==== Provided information ====

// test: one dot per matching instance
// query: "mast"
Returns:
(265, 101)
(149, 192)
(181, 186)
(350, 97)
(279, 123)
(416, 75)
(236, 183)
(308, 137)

====

_Try it_
Can you restate every record above word for word?

_Task output_
// test: one dot per matching instance
// query: "mast"
Returns:
(265, 101)
(149, 192)
(181, 186)
(350, 97)
(279, 123)
(416, 75)
(236, 183)
(308, 137)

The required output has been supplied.